- **PROBLEM A**: Pull out every line in the records that contains the word "green".
---- SELECTED EXTRACT
Rudders of Our Souls
Sunday, September 17th, 2006
Proper 19 B
Jerusalem Baptist Church, Emmerton VA
James 3:1-12
It strikes me as a little funny to have the first line of the text this morning say “not many of you should become teachers” after having just commissioned the incoming teachers for the Sunday School year just last Sunday, but then, it is probably an entirely appropriate note on which to dwell at the beginning of the new year. After all, what does a teacher use to instruct? Words!
So it is a good thing to periodically stop and take account of how we are doing with them – with our words – in relation to how we are doing with our relationship with Jesus.
Here’s a simple test. Three questions, true or false, you may want to keep the answers to yourself:
I have never hurt another person with my words
I have never repeated something about another person that I did not know for certain was absolutely true.
I never participate in idle talk about other people and their lives.
Now, I’d like to try an experiment together. Yesterday many of you were here to witness the wedding ceremony of Mark and Irma Haggerty. There came the point in the ceremony where they repeated words after me. We’re going to do something a LITTLE bit like that, but as we do, I want you to pay attention to how you react emotionally to what you are saying.
Okay, ready? Repeat after me: “I love you!”
Great! How did that feel? Good?
Now, ready for the second phrase? Here goes.
Repeat after me: “I hate you!”
Hmmm … not quite the same, is it?
Consider for a moment the power of speech. When we hear a word, the physical movement that enters our ear and then the inner ear activates 24,000 little nerves which react through the limbic system and results in the pituitary gland sending hormones into the body. Our whole physical system reacts when we hear words of care or condemnation. Have you ever heard something and it makes you physically ill? When we hear words that bring us pain or anxiety, the physical-chemical reaction may take as many as 72 hours to subside. Does that explain how some people live in a perpetual state of agitation and upset?
The power of the tongue, that is to say, the power of words, was clearly understood by James. Perhaps not in the detailed scientific way we just went over a minute ago, but in terms of what words can do TO the heart and what spoken words say ABOUT the heart, yeah, that part was clearly understood.
James is not only speaking about gossip in this passage, though gossip is definitely included in the family of words he is discussing. He is speaking about any untoward word, any unmeasured, uncontrolled utterance, anything spoken in anger, unthinkingly, or with no thought for how it will affect the listener.
It is to my enduring regret and shame to remember moments when the words that came out of my mouth were particularly harsh, especially barbed, and deliberately aimed to inflict shame or pain. There is nothing I can do to take them back. Nothing. I can only hope and pray that my actions since those words were spoken will work to dim, if not erase the memory of them.
It is an apt image that James draws – that of a rider controlling the horse with a bit in the mouth – it’s a piece of metal that is, what? Maybe 6 inches long? And it helps control an animal that weighs how many hundred pounds?
--------
---- DATASET ENTRIES
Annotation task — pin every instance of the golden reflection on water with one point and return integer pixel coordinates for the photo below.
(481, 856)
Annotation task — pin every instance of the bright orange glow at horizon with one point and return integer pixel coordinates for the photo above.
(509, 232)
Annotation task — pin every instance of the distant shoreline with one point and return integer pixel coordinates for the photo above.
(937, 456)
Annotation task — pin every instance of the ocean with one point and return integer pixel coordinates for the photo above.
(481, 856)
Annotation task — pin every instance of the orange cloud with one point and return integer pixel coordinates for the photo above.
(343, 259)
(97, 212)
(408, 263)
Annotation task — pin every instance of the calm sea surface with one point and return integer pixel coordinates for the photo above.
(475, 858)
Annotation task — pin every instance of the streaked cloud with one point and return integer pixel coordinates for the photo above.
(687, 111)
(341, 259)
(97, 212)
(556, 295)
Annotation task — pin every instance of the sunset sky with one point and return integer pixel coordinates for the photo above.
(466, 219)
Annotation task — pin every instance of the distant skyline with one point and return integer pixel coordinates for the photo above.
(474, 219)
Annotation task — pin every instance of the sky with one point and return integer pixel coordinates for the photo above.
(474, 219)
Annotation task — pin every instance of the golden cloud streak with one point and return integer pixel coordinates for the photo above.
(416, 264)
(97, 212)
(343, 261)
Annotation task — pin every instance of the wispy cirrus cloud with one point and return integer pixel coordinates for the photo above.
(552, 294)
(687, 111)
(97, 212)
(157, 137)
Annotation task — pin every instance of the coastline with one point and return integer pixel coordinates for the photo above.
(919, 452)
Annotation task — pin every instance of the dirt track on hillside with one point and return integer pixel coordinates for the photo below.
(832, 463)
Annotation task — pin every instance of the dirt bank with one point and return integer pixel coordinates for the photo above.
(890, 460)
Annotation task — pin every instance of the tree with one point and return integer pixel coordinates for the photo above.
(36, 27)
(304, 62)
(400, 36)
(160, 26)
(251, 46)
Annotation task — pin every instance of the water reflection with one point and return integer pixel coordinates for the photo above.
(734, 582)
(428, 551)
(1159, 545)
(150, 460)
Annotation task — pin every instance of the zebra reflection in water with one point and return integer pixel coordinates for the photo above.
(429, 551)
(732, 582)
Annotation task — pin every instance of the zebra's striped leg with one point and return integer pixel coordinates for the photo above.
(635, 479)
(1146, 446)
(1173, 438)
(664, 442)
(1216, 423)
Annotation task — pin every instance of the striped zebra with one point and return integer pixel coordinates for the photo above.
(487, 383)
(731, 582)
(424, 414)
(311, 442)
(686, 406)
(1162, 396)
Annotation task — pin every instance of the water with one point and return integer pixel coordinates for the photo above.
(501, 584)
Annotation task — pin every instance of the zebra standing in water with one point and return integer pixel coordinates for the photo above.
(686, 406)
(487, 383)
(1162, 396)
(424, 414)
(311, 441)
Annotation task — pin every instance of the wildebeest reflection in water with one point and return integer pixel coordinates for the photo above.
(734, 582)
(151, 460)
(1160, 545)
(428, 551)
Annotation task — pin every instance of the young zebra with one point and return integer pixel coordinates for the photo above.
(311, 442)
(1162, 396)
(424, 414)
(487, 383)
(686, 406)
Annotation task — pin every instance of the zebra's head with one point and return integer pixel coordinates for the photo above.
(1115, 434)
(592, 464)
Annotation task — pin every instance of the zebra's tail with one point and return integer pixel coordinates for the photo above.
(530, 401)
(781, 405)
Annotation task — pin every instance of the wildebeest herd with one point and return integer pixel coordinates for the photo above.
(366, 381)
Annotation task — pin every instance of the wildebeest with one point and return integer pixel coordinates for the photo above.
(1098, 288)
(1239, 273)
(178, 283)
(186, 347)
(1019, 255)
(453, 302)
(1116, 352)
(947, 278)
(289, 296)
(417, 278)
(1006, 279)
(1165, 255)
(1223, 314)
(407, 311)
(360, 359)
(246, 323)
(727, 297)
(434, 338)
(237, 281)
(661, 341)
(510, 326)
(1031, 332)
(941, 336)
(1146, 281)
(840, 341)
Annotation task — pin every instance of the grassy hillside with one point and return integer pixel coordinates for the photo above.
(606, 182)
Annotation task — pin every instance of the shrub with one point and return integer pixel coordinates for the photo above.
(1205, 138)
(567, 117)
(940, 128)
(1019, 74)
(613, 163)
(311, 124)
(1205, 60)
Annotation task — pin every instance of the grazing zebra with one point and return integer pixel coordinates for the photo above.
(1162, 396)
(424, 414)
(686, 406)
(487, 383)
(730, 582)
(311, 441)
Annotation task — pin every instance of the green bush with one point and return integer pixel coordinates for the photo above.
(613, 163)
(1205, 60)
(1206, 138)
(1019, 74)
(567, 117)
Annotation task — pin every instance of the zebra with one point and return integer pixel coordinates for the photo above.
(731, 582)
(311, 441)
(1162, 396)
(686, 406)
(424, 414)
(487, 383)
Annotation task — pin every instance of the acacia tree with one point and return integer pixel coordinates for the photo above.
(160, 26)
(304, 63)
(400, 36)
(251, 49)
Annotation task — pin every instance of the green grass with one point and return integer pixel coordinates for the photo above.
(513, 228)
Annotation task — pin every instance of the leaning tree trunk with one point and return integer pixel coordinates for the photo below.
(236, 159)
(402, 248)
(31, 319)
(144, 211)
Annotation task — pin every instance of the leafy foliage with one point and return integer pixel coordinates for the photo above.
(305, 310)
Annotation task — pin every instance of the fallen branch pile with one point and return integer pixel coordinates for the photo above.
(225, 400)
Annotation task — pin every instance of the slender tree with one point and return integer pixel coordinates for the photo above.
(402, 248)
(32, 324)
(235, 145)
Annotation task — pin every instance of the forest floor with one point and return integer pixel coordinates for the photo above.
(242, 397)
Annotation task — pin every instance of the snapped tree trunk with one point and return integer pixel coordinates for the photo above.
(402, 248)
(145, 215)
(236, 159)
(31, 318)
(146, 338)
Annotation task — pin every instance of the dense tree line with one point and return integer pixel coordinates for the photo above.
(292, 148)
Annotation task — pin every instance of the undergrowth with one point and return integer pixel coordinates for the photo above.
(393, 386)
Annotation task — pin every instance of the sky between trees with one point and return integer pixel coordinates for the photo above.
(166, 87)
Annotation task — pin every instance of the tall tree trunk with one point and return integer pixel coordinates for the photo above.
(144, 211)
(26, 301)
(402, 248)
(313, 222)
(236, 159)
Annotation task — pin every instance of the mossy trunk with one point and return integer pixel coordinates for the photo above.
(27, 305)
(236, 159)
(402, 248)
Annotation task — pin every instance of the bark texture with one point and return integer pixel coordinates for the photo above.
--------
- **PROBLEM B**: In the sermon on James 3:1-12, how long can the physical-chemical reaction to painful or anxious words take to subside?

- **SOLUTION A**:
Annotation task — pin every instance of the green bush with one point and return integer pixel coordinates for the photo above.
Annotation task — pin every instance of the green grass with one point and return integer pixel coordinates for the photo above.

- **SOLUTION B**: As many as 72 hours.